Present the data once more in exactly its original form.

→ Input for this task
--

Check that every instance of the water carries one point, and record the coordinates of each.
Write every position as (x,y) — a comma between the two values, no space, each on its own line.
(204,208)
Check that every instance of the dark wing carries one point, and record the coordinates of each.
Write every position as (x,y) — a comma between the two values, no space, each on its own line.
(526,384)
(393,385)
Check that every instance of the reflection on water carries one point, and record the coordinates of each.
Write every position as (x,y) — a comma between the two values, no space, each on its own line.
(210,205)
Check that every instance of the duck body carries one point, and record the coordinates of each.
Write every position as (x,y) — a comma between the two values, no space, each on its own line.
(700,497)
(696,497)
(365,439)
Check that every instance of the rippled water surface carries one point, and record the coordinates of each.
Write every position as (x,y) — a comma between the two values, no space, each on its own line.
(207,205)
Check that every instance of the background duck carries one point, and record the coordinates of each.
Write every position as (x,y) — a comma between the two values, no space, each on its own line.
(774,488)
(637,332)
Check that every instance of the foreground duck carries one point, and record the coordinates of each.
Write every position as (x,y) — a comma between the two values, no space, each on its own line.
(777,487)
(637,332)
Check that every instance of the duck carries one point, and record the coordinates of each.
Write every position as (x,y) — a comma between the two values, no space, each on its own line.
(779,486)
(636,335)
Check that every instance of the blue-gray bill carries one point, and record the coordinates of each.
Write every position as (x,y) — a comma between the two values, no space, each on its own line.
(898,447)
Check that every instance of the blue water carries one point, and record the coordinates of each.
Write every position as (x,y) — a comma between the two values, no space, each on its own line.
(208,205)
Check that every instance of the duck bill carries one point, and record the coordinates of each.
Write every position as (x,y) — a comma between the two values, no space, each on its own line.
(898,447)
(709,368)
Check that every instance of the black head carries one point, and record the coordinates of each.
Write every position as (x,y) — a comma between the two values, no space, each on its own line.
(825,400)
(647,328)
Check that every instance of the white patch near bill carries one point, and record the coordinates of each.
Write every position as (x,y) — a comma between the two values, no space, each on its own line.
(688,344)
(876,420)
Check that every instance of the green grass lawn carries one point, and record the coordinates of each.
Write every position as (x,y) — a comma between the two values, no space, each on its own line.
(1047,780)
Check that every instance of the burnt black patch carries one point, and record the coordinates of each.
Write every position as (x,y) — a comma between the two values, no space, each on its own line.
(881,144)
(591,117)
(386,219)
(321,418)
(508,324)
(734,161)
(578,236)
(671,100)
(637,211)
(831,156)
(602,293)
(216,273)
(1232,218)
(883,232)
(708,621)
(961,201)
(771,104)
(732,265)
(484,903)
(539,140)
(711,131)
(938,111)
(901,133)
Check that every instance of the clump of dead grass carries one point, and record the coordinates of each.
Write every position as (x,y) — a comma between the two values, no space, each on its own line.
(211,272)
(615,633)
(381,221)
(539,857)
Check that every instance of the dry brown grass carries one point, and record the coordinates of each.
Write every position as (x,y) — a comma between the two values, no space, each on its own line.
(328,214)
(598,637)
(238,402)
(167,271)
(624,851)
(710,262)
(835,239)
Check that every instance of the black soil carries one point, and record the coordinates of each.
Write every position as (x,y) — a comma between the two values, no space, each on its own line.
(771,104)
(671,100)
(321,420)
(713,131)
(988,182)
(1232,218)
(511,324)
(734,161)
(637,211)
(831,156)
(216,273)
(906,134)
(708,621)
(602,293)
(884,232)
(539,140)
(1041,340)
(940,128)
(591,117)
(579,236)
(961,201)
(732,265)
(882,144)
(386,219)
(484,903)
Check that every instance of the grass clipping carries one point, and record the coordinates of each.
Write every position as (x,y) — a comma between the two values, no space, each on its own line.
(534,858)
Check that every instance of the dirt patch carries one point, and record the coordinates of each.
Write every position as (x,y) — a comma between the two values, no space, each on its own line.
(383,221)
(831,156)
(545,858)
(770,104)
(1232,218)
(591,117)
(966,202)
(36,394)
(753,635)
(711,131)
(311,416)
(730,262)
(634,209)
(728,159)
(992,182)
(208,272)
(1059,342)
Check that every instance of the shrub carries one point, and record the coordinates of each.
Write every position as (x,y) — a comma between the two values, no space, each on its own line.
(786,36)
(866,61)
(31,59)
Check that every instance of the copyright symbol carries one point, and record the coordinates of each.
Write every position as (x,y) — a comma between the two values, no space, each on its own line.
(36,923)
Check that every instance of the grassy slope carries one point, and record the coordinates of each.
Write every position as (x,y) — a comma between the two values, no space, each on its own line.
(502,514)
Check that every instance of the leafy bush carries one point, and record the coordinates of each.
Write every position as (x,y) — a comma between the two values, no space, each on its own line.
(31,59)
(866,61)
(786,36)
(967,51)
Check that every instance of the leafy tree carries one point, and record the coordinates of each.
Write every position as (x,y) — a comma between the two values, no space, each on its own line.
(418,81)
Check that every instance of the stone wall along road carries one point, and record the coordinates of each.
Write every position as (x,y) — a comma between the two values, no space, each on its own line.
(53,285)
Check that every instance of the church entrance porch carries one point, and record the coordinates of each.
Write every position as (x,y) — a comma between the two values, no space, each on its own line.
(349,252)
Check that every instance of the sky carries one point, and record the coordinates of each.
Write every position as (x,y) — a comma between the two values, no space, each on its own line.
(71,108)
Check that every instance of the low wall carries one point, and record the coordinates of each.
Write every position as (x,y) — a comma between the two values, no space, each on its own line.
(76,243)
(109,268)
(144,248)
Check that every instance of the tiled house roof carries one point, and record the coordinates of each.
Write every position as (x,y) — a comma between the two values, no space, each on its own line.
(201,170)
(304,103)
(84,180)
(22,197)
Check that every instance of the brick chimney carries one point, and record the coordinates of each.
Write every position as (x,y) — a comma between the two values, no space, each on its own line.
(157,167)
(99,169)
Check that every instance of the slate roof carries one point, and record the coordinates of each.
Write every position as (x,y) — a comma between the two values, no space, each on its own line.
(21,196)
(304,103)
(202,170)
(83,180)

--

→ Response to this exercise
Check that every instance of the water carries one point, and record the coordinates of each.
Write every position as (x,y) — a comma between the two values, no space, each on its own line.
(204,208)
Check that every instance of the dark wing carries one point, and record the coordinates of each.
Write every position as (x,y) — a comma between the two values, no space, each on its own line.
(526,384)
(393,385)
Check that every instance of the reflection on water carries one point, and record the coordinates of each.
Write every position as (x,y) — a comma between the two values, no space, each on its own line.
(210,205)
Check that every instance of the duck body carries one point, and record the coordinates of each.
Write every position as (x,y) — a comma between the two values, no space, each on its own line.
(700,497)
(696,497)
(365,439)
Check that every instance of the rippled water surface carries one point, and record the coordinates of each.
Write every position as (x,y) — a comma between the two values, no space, each on its own line.
(207,205)
Check that every instance of the background duck carries one point, and record the coordinates of each.
Write every position as (x,y) — a comma between the two values, no space, each on its own line.
(774,488)
(637,332)
Check that every instance of the foreground duck carries one point, and record the coordinates of each.
Write every position as (x,y) — a comma between the two values, no space, each on its own line.
(777,487)
(637,332)
Check that every instance of the duck carries one point, and record the coordinates of each.
Write every position as (x,y) — a comma between the two values, no space, each on its own line.
(779,486)
(636,335)
Check that every instance of the blue-gray bill carries one point, and record the coordinates of each.
Write every position as (x,y) — a comma between the two values, no space, each on its own line.
(898,447)
Check that every instance of the blue water carries one point, and record the coordinates of each.
Write every position as (x,y) — a comma between the two values, no space, each on its own line.
(208,205)
Check that every instance of the duck bill carries one point, and record the coordinates of each.
Write every position as (x,y) — a comma between the two values, no space, each on its own line.
(898,447)
(709,368)
Check that every instance of the black head carries one point, and record the coordinates of each.
Write every position as (x,y) — a comma between the two values, no space, each on its own line.
(825,400)
(647,328)
Check that every instance of the white patch near bill carries one point, and record the coordinates of each.
Write every position as (x,y) — a comma between the two values, no space, each on its own line.
(688,344)
(876,420)
Check that every instance of the green grass lawn carries one point, and record the coordinates of each.
Write every position as (x,y) — a comma between the two values, no space, each on its own line.
(1047,780)
Check that every instance of the burnt black patch carries one point, and record the coordinates of each.
Write every position as (x,y) — a comma between the two values, no space, each on its own line.
(881,144)
(591,117)
(386,219)
(321,418)
(508,324)
(734,161)
(578,236)
(671,100)
(637,211)
(831,156)
(602,293)
(216,273)
(1232,218)
(883,232)
(708,621)
(961,201)
(771,104)
(732,265)
(484,903)
(539,140)
(711,131)
(938,111)
(901,133)
Check that every instance of the clump of dead grass carries one point, and record the coordinates of each.
Write every position as (x,y) — a comma between the two values, no space, each on its own line.
(211,272)
(615,633)
(381,221)
(539,857)
Check that every instance of the dry brown grass carries one point, and record the coordinates of each.
Write every position as (x,y) — a comma between the two values, no space, each on its own line.
(328,214)
(598,637)
(238,402)
(167,271)
(624,851)
(710,262)
(835,239)
Check that every instance of the black soil carries one point, and record the coordinates of each.
Write every position as (x,y) — a comma between the two values, no space, each on its own line.
(771,104)
(671,100)
(321,420)
(713,131)
(988,182)
(1232,218)
(511,324)
(734,161)
(637,211)
(831,156)
(216,273)
(906,134)
(708,621)
(602,293)
(884,232)
(539,140)
(1041,340)
(940,128)
(591,117)
(579,236)
(961,201)
(732,265)
(882,144)
(386,219)
(484,903)
Check that every instance of the grass clipping carries one point, and record the coordinates of each.
Write every position as (x,y) — a comma between the two values, no space, each on its own line.
(534,858)
Check that every instance of the dirt patch carries one point, and record the coordinates of each.
Write every position as (x,y) — a comma between the two values, no space, each on its own line.
(383,221)
(831,156)
(545,858)
(770,104)
(1232,218)
(591,117)
(966,202)
(36,394)
(753,635)
(711,131)
(311,416)
(730,262)
(634,209)
(728,159)
(992,182)
(208,272)
(1059,342)
Check that every instance of the shrub carries one point, and record the coordinates of each.
Write every position as (x,y) — a comma between the two values, no space, each on its own line.
(786,36)
(866,61)
(31,59)
Check that every instance of the copyright symbol carries one point, and record the coordinates of each.
Write every position as (x,y) — a comma between the two values, no space, each on its own line.
(36,923)
Check that every instance of the grassy slope carries one point, and record the coordinates of each.
Write every position as (x,y) — a comma between the two values, no space, each on its own line.
(502,514)
Check that every instance of the leafy bush carries one point, and record the coordinates of each.
Write every position as (x,y) — a comma between the two values, no space, each on its own line.
(31,59)
(866,61)
(786,36)
(967,51)
Check that every instance of the leafy tree carries one point, and record the coordinates of each.
Write every position as (x,y) — a comma between the two values, no space, each on its own line.
(418,81)
Check that every instance of the stone wall along road carries one point, and record the coordinates of each.
Write every position as (x,y) — a comma between the two values, no space, each on its own line.
(53,285)
Check that every instance of the church entrance porch carries one point, and record the coordinates of each.
Write every position as (x,y) — a comma between the two values, no space, each on its own line.
(349,252)
Check that every instance of the sky carries one point, and record the coordinates of each.
Write every position as (x,y) — a comma between the two values, no space, each on its own line.
(71,108)
Check that every instance of the low wall carries one point, and record the coordinates of each.
Write every position as (x,y) — a comma between the two values, no space, each on its own line.
(76,243)
(109,268)
(144,248)
Check that every instance of the tiled house roof carries one point, and record the coordinates of each.
Write every position as (x,y) — a comma between the two values, no space, each on its own line.
(201,170)
(304,103)
(84,180)
(22,197)
Check that every instance of the brick chimney carries one point, and record the coordinates of each.
Write every position as (x,y) — a comma between the two values, no space, each on its own line.
(157,167)
(99,169)
Check that every instance of the slate roof carries one point, and record the coordinates of each.
Write every position as (x,y) — a comma between the two values, no space, each on its own line.
(21,196)
(304,103)
(202,170)
(83,180)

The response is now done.